**Metin Parçası**
------------------------------------------------

Fransa'dan, Almanya'dan, Danimarka'dan açıklamalar geldi; ABD'yi kastederek, "dış güçler demokrasimize müdahale ediyor" dediler.
Günaydın beyler, hem ABD hem de sizler en az ikiyüz yıldır başka ülkelerin kaderine de, egemenliğine de, demokrasisine de müdahale etmiyor musunuz?
Şeçilmiş ve bir hafta sonra (20 Ocak'ta) göreve başlayacak ABD başkanı Trump; "Kanada bizim, Panama kanalı bizim,Grönland bizim olacak" dediği ve Trump'ın ekibinde olan Musk, Fransa, İngiltere yönetimlerini hedef aldığı için rahatsız olmuş Avrupa devletleri.
Rahatsız olan ülkelere bakınca ortak özelliklerinin 'küreselci' olmaları olduğunu görüyoruz.
Dünyadaki küreselci - ulusalcı şeklindeki mücadelenin artık perde arkasında değil, alenen yaşandığı bir aşamaya geçtiği gözlemleniyor.
Her coğrafyada ve her yöntemle mücadele var, bu mücadele bir taraf kazanıncaya kadar devam edecek gibi görünüyor.

------------------------------------------------

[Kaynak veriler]
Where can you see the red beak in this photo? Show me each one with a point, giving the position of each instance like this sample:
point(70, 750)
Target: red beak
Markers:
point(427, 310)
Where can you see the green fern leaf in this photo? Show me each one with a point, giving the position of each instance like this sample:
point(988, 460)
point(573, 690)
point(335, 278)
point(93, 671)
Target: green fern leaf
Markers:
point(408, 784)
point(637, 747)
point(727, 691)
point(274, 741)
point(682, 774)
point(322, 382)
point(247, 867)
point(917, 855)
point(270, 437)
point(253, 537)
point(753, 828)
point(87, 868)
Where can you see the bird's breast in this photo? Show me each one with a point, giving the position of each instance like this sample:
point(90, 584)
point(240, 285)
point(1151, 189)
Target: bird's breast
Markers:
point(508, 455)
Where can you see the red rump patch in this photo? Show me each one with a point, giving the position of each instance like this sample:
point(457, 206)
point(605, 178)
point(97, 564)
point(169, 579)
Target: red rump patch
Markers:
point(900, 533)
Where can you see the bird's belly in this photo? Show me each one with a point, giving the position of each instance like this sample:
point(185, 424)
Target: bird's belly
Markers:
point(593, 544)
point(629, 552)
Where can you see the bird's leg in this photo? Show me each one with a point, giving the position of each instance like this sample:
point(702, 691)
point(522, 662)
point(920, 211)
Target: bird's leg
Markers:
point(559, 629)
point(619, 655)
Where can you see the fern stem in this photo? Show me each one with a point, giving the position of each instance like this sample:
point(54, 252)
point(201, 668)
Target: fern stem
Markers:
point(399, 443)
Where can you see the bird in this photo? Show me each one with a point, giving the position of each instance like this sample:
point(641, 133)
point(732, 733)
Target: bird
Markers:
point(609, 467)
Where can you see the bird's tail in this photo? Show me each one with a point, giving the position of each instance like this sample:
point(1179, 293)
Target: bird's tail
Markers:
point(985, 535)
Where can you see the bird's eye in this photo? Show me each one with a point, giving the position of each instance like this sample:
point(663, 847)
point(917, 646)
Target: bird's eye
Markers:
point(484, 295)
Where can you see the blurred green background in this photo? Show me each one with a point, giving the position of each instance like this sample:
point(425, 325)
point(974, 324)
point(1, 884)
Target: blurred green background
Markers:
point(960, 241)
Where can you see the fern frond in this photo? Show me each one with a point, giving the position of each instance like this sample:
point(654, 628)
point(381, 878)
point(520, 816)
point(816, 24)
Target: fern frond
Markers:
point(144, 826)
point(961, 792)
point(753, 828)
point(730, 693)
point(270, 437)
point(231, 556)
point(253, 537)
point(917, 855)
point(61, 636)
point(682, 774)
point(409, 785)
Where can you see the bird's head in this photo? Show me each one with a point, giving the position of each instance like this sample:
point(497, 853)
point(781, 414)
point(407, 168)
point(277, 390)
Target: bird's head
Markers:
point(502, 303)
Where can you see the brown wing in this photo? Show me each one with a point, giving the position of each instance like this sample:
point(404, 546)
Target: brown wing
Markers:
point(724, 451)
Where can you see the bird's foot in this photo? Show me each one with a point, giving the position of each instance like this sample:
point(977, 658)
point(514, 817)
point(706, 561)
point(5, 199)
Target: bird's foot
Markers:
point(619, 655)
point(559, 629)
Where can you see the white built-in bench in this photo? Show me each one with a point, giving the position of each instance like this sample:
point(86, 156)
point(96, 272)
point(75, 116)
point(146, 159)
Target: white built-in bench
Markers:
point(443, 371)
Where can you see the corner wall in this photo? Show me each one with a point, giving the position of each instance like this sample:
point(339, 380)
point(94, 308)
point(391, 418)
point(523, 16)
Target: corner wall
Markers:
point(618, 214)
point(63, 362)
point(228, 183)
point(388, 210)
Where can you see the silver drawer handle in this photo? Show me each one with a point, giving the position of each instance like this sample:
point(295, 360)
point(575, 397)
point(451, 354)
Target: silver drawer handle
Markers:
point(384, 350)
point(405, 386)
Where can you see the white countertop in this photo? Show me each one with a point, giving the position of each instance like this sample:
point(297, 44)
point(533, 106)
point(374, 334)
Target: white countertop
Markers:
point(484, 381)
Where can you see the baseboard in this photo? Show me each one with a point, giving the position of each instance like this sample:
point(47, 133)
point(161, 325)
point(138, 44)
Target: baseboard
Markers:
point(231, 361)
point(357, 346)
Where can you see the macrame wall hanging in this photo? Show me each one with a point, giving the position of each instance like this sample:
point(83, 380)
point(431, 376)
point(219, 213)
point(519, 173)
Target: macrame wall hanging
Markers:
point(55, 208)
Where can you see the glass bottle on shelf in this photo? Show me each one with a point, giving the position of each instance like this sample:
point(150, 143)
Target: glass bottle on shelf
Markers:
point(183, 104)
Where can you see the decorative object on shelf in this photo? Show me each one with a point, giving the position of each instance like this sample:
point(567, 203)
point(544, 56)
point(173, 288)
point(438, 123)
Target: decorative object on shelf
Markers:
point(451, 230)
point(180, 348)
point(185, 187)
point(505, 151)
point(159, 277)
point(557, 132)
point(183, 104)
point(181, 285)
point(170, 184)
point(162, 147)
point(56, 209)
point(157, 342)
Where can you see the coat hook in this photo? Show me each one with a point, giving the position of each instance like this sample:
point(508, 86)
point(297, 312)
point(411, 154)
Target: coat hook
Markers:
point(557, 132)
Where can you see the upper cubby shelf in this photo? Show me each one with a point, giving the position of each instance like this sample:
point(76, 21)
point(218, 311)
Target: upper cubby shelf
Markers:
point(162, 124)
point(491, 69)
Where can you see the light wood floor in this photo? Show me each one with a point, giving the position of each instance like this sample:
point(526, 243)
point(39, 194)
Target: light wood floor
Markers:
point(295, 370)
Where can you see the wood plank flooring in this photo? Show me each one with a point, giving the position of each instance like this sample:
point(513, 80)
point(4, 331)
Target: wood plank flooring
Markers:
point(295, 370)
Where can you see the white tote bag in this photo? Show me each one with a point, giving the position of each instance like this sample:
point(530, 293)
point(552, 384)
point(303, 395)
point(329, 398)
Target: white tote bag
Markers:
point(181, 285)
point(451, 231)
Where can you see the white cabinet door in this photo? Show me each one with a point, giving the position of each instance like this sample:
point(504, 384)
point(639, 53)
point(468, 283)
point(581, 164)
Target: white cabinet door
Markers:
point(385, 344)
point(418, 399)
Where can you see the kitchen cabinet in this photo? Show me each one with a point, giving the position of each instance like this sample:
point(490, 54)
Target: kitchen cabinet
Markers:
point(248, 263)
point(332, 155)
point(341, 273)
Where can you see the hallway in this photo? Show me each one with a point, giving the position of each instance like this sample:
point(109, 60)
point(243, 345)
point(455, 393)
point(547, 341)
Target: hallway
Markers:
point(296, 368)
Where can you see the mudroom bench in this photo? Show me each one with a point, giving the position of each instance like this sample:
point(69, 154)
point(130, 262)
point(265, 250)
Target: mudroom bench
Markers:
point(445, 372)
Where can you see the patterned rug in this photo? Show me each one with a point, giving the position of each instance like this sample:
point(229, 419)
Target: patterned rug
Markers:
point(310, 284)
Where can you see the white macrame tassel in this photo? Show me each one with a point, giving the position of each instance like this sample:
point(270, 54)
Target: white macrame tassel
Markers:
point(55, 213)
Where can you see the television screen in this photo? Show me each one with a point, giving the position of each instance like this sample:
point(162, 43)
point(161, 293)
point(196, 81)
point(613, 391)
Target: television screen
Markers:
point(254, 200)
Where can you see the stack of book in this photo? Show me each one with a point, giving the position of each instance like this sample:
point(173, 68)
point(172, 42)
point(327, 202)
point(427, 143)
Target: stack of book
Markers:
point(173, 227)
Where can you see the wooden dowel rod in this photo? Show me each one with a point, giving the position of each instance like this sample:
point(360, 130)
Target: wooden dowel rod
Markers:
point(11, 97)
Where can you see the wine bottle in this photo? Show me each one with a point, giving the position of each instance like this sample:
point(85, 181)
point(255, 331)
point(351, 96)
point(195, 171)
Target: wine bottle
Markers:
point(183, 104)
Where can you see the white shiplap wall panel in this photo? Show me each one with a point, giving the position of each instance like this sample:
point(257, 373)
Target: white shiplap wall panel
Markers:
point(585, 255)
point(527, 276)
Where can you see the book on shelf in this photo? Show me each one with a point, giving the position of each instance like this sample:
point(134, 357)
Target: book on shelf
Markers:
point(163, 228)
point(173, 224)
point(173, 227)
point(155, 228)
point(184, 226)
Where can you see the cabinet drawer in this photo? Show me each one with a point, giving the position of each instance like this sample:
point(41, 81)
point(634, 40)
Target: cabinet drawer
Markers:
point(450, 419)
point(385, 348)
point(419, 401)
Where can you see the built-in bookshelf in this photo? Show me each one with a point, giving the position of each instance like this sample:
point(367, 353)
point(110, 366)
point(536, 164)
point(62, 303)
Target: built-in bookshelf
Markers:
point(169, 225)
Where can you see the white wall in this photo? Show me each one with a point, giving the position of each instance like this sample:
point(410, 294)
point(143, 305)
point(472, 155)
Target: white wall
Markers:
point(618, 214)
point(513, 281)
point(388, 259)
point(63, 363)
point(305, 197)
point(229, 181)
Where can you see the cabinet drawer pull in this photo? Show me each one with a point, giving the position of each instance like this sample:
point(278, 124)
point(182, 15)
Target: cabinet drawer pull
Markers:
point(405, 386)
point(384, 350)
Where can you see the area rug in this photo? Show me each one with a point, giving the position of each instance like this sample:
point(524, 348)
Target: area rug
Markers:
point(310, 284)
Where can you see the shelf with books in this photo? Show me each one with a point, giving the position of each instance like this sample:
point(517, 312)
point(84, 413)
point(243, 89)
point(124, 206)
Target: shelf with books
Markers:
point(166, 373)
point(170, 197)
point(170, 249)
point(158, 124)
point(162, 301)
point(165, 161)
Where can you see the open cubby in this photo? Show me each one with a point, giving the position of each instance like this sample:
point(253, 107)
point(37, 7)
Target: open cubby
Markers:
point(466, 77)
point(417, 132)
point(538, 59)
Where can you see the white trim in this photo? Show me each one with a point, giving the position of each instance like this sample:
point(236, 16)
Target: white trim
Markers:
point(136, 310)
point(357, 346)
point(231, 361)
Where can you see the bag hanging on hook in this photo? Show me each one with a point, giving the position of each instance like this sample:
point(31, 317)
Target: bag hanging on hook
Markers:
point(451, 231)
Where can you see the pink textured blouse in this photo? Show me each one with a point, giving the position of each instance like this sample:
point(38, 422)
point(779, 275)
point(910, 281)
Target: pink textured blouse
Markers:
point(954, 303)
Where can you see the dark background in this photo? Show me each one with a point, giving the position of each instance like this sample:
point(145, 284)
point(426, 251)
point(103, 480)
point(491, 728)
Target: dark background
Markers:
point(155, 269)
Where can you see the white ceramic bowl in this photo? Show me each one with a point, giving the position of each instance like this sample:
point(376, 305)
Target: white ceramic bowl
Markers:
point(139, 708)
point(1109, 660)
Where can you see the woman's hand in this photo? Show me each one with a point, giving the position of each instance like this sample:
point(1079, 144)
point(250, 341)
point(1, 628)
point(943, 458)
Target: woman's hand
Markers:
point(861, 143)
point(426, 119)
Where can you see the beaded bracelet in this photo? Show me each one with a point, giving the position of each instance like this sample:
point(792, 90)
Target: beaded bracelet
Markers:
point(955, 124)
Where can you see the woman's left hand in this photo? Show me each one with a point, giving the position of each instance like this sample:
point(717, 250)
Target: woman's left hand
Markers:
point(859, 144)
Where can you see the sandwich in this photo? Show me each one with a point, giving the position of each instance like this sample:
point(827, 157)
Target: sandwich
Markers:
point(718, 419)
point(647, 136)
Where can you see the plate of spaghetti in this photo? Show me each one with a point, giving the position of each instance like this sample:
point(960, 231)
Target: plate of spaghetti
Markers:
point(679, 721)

------------------------------------------------

**Görevler**
1/ Avrupa devletlerinin ABD'ye tepkisini konu alan metne göre Trump hangi tarihte göreve başlayacak?
2/ Avrupa devletlerinin ABD'ye tepkisini konu alan metni son cümlesinden sonra gelecek şekilde sürdürün.
Bu verilerin metinle bir ilgisi yoktur.

**Alıştırmaların Cevapları**
1/ Trump 20 Ocak'ta göreve başlayacak.

2/
İki tarafın da sahip olduğu askeri, ekonomik, stratejik ve medyatik gücü göz önüne aldığımızda, bu mücadelede iki tarafın da kolay pes etmeyeceğini görüyoruz. Buda demek oluyor ki büyük bir çatışma belirleyecek kazanan tarafı.
Yakalaşıyor yaklaşmakta olan. O gelen gelmeden önce her hazırlığı yapmak, gelecekte de ayakta kalabilmek için şart. Askeri, ekonomik hazırlık ve ülke içindeki prangalardan kurtularak birliği tesis etmek var olabilmenin temel unsurları olarak ortaya çıkmaktadır.
Dar, kısır, dedikoduya ve psikolojik harekata dayalı gündemlerden sıyrılıp, büyük gerçeklere ve büyük hedeflere yönelik hamleler yapmak, milli menfaatleri ve milli varlığı koruyucu tedbirler almak bir zorunluluktur.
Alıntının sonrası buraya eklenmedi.